== EXERCISE ==
Reproduce the records below word for word, keeping every line unchanged.

Entries from a point annotation set
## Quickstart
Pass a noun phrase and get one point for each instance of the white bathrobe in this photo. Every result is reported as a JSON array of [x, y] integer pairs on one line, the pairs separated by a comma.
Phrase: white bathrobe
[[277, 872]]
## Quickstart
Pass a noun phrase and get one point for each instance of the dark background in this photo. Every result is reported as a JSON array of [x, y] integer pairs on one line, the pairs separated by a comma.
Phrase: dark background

== FINAL ANSWER ==
## Quickstart
Pass a noun phrase and get one point for each instance of the white bathrobe in this photo. Every result is reported as a JSON array of [x, y] integer pairs on one line, the pairs separated by a comma.
Phrase: white bathrobe
[[277, 872]]
## Quickstart
Pass a noun phrase and get one point for each instance of the dark background in this photo. Every result is reported as a JSON array of [x, y] integer pairs on one line, the pairs separated by a comma.
Phrase: dark background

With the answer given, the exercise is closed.